■ WHAT YOU SHOULD DO
The whole listing is to be printed again exactly.
◇ ◇ ◇
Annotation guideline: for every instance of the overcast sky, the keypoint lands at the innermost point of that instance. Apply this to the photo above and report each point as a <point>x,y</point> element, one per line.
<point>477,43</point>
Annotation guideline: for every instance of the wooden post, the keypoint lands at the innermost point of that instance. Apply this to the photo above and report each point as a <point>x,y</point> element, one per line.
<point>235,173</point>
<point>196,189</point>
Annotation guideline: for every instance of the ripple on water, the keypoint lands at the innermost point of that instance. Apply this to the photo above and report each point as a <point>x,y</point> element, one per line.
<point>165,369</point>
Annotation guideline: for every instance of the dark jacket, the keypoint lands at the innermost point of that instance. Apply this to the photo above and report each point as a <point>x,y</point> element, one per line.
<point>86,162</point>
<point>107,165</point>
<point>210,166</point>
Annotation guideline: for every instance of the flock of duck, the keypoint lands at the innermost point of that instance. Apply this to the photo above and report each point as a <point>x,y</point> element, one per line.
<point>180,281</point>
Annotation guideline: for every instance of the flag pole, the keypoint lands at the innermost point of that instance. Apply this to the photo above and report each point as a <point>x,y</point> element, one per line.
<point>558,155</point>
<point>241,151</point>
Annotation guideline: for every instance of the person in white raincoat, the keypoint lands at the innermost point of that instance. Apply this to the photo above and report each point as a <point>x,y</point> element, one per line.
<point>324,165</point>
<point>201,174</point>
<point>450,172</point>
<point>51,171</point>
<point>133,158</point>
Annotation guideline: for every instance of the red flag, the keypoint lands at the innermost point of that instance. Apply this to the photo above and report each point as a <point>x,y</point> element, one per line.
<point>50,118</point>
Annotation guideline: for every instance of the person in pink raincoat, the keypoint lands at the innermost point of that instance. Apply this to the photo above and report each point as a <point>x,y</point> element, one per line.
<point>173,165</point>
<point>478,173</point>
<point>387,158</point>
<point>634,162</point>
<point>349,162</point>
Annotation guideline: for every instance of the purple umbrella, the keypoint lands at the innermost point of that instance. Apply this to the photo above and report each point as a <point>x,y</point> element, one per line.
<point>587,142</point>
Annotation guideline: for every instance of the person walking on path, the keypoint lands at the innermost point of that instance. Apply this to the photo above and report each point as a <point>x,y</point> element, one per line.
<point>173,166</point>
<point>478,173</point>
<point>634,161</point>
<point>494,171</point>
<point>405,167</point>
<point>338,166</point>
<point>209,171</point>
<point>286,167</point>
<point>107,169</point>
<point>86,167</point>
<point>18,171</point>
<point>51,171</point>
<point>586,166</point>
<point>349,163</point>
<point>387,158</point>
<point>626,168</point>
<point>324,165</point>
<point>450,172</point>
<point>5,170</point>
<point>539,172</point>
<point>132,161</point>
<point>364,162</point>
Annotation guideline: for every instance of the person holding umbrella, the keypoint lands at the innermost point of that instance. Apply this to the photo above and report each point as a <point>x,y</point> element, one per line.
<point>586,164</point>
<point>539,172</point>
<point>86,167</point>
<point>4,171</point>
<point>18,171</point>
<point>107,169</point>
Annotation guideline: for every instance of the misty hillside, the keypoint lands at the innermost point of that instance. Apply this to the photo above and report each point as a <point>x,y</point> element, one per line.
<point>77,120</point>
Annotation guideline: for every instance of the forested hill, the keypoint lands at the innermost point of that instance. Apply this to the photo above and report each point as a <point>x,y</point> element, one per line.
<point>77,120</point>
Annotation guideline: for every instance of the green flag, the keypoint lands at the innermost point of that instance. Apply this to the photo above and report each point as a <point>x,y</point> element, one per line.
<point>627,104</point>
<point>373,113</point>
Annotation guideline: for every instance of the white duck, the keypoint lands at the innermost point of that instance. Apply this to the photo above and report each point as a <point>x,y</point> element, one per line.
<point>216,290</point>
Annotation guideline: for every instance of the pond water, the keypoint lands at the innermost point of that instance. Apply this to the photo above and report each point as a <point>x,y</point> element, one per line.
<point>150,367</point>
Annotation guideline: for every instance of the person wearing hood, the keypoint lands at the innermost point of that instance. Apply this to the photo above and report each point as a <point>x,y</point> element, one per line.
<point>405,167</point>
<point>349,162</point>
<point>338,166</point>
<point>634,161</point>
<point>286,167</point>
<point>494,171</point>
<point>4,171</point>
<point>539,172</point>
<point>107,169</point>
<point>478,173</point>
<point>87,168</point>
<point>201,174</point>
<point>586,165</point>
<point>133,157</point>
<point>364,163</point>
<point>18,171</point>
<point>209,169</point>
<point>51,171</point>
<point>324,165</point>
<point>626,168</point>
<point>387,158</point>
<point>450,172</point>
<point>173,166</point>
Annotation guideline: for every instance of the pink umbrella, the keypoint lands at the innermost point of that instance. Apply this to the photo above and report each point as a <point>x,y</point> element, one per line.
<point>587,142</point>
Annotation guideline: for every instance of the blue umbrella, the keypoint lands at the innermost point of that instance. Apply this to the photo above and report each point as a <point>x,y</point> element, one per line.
◇ ◇ ◇
■ EXPECTED ANSWER
Annotation guideline: for every instance of the overcast sky, the keypoint lands at the innermost point of that instance. Apply this to the photo above and report each point as a <point>x,y</point> element, one per line.
<point>477,43</point>
Annotation guideline: for every instance of the wooden post, the keypoint lands at the innermost point of that instance. Apply this to the photo above and report each point as a <point>x,y</point> element, one per line.
<point>235,173</point>
<point>196,189</point>
Annotation guideline: for every instance of the ripple on water, the keypoint lands at the innermost point of that instance. Apply this to the photo above and report each point as a <point>x,y</point> element, one per line.
<point>165,369</point>
Annotation guideline: for every instance of the dark jacket, the keypoint lands at the innermost point of that instance. Apply this to the photo above and report each point as a <point>x,y</point> element, one per line.
<point>86,162</point>
<point>107,165</point>
<point>210,166</point>
Annotation guideline: for every instance of the flock of duck, the keypoint lands at the innermost point of that instance. Apply this to the photo above and report each point as a <point>x,y</point> element, one per line.
<point>180,281</point>
Annotation guideline: for every instance of the flag pole, the keypoint lands at the innermost point of that instance. Apply this to the photo above and report each point as a <point>x,y</point> element, one per line.
<point>558,155</point>
<point>241,151</point>
Annotation guideline: for every instance of the person in white raincoat, the keypoint lands at the innermost point of that instance. Apply this to the photo above and report each point as a <point>x,y</point> element, one per line.
<point>324,165</point>
<point>201,174</point>
<point>450,172</point>
<point>51,171</point>
<point>133,158</point>
Annotation guideline: for every instance of the red flag, the keypoint lands at the innermost point of that instance. Apply this to the photo above and report each point as a <point>x,y</point> element, one per line.
<point>50,118</point>
Annotation guideline: for every instance of the person in pink raincoat, the keypoint lands at the innermost point of that instance. Apply this to the photo above and report each point as a <point>x,y</point> element, one per line.
<point>173,165</point>
<point>478,173</point>
<point>387,158</point>
<point>634,162</point>
<point>349,162</point>
Annotation guideline: for every instance of the purple umbrella, the keypoint lands at the innermost point of that instance. Apply this to the photo above and report each point as a <point>x,y</point> element, one per line.
<point>587,142</point>
Annotation guideline: for every instance of the person walking on path, the keypoint lands at the innermost point of that instance. Apply this to the photo above and report each point as a <point>x,y</point> element, one per line.
<point>173,166</point>
<point>478,173</point>
<point>634,161</point>
<point>494,171</point>
<point>405,167</point>
<point>338,166</point>
<point>209,171</point>
<point>286,167</point>
<point>107,169</point>
<point>86,167</point>
<point>18,171</point>
<point>51,171</point>
<point>586,166</point>
<point>349,163</point>
<point>387,158</point>
<point>626,168</point>
<point>324,165</point>
<point>450,172</point>
<point>5,170</point>
<point>539,172</point>
<point>132,161</point>
<point>364,162</point>
Annotation guideline: for every instance of the person holding umbrella, the keypoint lands at the innermost point of that instance. Apply this to the photo above and report each point as a <point>x,y</point> element, one per line.
<point>586,164</point>
<point>539,172</point>
<point>86,167</point>
<point>4,171</point>
<point>18,171</point>
<point>107,169</point>
Annotation guideline: for every instance of the misty hillside, the keypoint lands at the innermost point of that instance. Apply this to the photo above and report each point as a <point>x,y</point> element, one per line.
<point>77,120</point>
Annotation guideline: for every instance of the forested hill, the keypoint lands at the innermost point of that instance. Apply this to the photo above and report each point as a <point>x,y</point> element, one per line.
<point>77,120</point>
Annotation guideline: for every instance of the green flag, the keypoint lands at the innermost point of that instance. Apply this to the photo above and report each point as a <point>x,y</point> element, one per line.
<point>627,104</point>
<point>373,113</point>
Annotation guideline: for every instance of the white duck, the keypoint lands at the innermost point of that instance. Apply this to the photo above and report each point as a <point>x,y</point> element, one per line.
<point>216,290</point>
Annotation guideline: for every instance of the pond water, the keypoint lands at the innermost point of that instance. Apply this to the photo above and report each point as a <point>x,y</point> element, one per line.
<point>150,367</point>
Annotation guideline: for every instance of the person wearing hood, the keypoint lands at the innermost point of that instance. Apply this to the photo above and report each point as a <point>x,y</point> element, one per line.
<point>405,167</point>
<point>349,162</point>
<point>338,166</point>
<point>634,161</point>
<point>286,167</point>
<point>494,171</point>
<point>4,171</point>
<point>539,172</point>
<point>107,169</point>
<point>478,173</point>
<point>87,168</point>
<point>201,174</point>
<point>586,165</point>
<point>133,157</point>
<point>364,163</point>
<point>18,171</point>
<point>209,169</point>
<point>51,171</point>
<point>324,165</point>
<point>626,168</point>
<point>387,158</point>
<point>450,172</point>
<point>173,166</point>
Annotation guideline: for every instance of the pink umbrella, the keypoint lands at the innermost point of that instance. Apply this to the photo above and report each point as a <point>x,y</point> element, one per line.
<point>587,142</point>
Annotation guideline: for every instance of the blue umbrella, the keypoint lands at the innermost point of that instance. Apply this to the photo above and report each point as a <point>x,y</point> element, one per line.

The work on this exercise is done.